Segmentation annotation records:
※ ※ ※
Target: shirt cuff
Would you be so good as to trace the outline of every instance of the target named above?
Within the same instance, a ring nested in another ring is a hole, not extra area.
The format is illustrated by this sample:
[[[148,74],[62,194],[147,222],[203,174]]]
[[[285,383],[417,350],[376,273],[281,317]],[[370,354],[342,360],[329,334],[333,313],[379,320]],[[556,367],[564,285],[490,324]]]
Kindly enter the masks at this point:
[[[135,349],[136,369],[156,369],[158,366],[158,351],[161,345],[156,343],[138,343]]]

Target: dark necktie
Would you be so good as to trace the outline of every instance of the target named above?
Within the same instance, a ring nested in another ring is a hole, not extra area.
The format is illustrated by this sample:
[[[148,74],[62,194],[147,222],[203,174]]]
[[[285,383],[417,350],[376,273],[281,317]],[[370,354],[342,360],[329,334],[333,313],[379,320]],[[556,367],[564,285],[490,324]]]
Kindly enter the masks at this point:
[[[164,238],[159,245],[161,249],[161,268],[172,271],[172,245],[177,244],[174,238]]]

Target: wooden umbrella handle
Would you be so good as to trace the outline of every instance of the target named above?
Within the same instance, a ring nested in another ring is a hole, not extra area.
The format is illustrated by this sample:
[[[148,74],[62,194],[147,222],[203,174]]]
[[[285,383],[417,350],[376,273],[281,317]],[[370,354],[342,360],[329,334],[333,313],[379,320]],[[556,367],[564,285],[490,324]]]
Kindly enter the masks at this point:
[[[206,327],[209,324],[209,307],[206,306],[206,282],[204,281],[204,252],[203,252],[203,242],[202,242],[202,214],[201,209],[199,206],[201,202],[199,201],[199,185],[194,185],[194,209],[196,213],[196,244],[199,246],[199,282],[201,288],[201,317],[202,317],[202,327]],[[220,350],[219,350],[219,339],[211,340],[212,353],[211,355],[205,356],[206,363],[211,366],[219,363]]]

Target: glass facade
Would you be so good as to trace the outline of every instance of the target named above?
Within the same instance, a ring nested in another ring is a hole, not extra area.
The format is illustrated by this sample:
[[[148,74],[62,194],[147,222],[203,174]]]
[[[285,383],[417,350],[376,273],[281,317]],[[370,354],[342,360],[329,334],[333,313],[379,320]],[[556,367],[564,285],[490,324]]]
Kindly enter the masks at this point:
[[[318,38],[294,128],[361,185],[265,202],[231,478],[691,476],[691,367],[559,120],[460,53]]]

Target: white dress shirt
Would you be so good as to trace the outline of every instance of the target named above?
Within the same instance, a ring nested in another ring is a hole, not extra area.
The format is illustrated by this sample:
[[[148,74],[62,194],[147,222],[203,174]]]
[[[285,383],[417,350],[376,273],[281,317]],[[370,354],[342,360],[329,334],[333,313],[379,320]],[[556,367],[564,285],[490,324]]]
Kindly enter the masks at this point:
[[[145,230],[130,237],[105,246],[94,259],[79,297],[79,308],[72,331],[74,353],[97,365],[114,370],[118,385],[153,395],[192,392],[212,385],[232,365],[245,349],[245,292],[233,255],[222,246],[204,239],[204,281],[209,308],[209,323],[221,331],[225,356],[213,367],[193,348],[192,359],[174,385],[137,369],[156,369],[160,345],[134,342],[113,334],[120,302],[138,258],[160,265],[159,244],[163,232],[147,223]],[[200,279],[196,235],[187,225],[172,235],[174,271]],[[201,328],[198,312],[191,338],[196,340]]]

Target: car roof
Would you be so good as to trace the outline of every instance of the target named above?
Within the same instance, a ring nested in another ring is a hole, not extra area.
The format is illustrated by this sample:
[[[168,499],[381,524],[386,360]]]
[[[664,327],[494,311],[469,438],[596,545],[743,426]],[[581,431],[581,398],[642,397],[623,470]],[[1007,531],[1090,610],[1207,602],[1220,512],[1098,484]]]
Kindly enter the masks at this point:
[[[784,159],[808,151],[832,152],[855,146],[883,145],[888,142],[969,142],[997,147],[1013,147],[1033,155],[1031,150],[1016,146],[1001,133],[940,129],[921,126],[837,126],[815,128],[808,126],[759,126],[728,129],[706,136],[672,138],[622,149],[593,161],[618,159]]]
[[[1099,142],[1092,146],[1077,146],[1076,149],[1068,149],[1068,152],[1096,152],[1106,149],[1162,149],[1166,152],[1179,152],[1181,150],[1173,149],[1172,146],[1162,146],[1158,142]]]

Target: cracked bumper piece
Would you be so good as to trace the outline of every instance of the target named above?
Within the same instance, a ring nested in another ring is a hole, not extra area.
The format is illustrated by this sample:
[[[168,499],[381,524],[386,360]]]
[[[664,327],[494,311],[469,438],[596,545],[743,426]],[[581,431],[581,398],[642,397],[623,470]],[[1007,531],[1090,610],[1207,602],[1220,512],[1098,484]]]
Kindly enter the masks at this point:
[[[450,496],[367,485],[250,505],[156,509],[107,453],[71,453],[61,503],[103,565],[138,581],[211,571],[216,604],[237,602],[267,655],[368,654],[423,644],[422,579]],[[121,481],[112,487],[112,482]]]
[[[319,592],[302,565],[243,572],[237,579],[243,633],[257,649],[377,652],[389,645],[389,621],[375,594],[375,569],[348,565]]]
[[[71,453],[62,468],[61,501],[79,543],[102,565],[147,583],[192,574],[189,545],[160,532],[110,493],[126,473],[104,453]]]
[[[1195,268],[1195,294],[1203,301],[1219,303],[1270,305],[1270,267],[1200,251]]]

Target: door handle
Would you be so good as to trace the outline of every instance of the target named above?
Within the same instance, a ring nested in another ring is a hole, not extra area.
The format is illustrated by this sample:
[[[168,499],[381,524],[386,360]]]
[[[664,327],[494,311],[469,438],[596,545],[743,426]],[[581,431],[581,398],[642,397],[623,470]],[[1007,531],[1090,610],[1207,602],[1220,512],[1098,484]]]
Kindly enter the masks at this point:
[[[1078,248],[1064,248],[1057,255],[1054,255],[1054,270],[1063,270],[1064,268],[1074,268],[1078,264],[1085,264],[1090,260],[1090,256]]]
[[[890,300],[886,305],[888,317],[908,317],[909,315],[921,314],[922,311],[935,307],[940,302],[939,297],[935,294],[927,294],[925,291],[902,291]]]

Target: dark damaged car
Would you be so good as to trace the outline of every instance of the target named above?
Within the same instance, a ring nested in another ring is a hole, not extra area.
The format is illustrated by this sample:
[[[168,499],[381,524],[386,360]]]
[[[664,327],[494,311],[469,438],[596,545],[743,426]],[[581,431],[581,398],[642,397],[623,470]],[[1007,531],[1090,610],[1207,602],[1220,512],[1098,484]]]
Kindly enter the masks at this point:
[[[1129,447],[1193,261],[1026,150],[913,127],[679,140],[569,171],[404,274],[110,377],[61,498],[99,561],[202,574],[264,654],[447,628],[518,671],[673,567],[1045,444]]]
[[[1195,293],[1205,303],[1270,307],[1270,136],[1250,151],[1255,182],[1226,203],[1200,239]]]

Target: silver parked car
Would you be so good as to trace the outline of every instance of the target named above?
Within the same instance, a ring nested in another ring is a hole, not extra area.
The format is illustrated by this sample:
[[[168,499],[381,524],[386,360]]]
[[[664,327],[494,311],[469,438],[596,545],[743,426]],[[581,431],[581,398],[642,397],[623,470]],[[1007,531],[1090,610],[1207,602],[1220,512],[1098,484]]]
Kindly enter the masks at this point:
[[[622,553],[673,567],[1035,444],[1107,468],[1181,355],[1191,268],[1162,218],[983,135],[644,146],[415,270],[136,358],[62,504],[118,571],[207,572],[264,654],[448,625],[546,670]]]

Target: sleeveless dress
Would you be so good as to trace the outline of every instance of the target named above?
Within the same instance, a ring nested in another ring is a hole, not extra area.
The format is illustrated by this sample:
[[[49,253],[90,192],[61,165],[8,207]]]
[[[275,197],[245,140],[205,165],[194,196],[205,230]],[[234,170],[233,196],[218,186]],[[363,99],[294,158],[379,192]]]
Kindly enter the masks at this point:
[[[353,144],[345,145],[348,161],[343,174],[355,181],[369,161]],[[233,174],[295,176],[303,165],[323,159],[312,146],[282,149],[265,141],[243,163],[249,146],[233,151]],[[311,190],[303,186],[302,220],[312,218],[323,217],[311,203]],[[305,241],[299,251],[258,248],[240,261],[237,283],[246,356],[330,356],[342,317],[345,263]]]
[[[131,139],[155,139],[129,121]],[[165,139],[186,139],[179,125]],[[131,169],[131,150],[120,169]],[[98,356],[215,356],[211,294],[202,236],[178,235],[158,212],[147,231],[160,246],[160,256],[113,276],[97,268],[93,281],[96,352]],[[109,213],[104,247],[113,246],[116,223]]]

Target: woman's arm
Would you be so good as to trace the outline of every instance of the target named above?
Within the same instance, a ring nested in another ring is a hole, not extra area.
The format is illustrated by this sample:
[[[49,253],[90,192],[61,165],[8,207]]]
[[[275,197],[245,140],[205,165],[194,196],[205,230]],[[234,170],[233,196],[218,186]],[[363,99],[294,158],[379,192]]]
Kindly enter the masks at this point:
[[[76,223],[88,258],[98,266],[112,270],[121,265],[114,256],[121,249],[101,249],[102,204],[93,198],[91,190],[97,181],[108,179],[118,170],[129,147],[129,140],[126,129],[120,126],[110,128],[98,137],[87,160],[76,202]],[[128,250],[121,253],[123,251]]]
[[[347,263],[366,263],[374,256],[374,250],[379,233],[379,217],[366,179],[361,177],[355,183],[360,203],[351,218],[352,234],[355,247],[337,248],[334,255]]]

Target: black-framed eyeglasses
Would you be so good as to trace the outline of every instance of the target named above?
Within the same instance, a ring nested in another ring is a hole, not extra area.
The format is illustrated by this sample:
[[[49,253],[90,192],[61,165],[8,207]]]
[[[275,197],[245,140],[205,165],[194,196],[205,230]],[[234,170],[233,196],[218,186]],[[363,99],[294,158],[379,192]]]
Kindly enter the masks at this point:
※ ※ ※
Task objective:
Every line from the one holding "Target: sleeveless dress" through the final line of the listing must be echoed exactly; leave out all other lines.

Solution to the exercise:
Target: sleeveless dress
Would you be so good as to trace the outline of every instance of the target named above?
Within the same instance, a ring nested in another ring is a hole, not extra area.
The format is illustrated by this sample:
[[[49,253],[90,192],[61,165],[8,207]]]
[[[275,197],[245,140],[205,165],[194,196],[205,230]],[[234,170],[233,196],[218,186]],[[363,99],[294,158],[379,192]]]
Kindly enter the masks at this point:
[[[353,144],[345,145],[348,161],[343,174],[355,181],[369,161]],[[233,174],[295,176],[303,165],[323,159],[312,146],[282,149],[265,141],[243,163],[249,146],[233,151]],[[311,190],[303,186],[302,220],[312,218],[323,217],[311,203]],[[305,241],[299,251],[258,248],[240,261],[237,283],[246,356],[330,356],[342,317],[345,263]]]
[[[131,139],[155,139],[129,121]],[[165,139],[186,139],[179,125]],[[131,169],[131,150],[120,169]],[[98,356],[215,356],[211,294],[202,236],[178,235],[158,212],[147,231],[160,246],[160,256],[113,276],[97,268],[93,281],[96,352]],[[109,213],[104,247],[113,246],[116,223]]]

Target: woman's arm
Would you be so good as to trace the outline of every instance of the target named above?
Within the same instance, a ring nested in another ring is a hole, not extra area.
The format is illustrated by this sample:
[[[49,253],[90,192],[61,165],[8,207]]]
[[[275,197],[245,140],[205,165],[194,196],[205,230]],[[234,170],[233,196],[218,186]],[[363,99],[294,158],[379,192]]]
Kindly enter the masks at this point:
[[[76,223],[88,258],[98,266],[112,270],[121,265],[114,256],[121,249],[101,249],[102,204],[93,198],[91,190],[97,181],[108,179],[118,170],[129,147],[129,140],[126,129],[120,126],[110,128],[98,137],[87,160],[76,202]],[[128,250],[121,253],[123,251]]]
[[[347,263],[366,263],[374,256],[374,250],[379,233],[379,217],[366,179],[361,177],[355,183],[360,203],[351,218],[352,234],[355,247],[337,248],[334,255]]]

Target: black-framed eyeglasses
Would you be so good as to trace the outline of every instance of the target named above?
Within the same instance, a ring nested in another ring is a hole, not extra area.
The format is illustrated by this sample:
[[[49,253],[90,192],[61,165],[8,207]]]
[[[275,197],[245,140],[205,165],[194,196],[205,230]],[[234,170],[233,196],[218,186]],[[363,99],[294,158],[379,192]]]
Kindly enter the masks at this point:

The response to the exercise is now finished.